# WORK TO BE COMPLETED:
Where a line holds the word "each", copy that line from the data below.

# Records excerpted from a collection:

:::::

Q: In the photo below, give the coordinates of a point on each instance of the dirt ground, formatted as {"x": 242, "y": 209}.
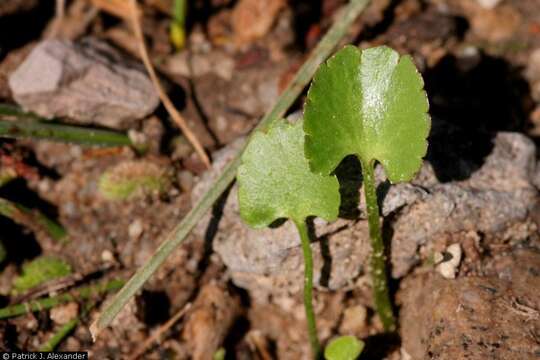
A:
{"x": 240, "y": 289}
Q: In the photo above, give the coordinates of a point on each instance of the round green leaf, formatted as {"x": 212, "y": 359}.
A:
{"x": 275, "y": 180}
{"x": 344, "y": 348}
{"x": 369, "y": 103}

:::::

# ANSWER TO THE EXERCISE:
Q: In the photo below, give the coordinates of a point on each instance of the dirt ground, formatted as {"x": 242, "y": 209}.
Q: In the photo above, give the coordinates of a point on each instance of the round green leaf, formatted as {"x": 212, "y": 359}.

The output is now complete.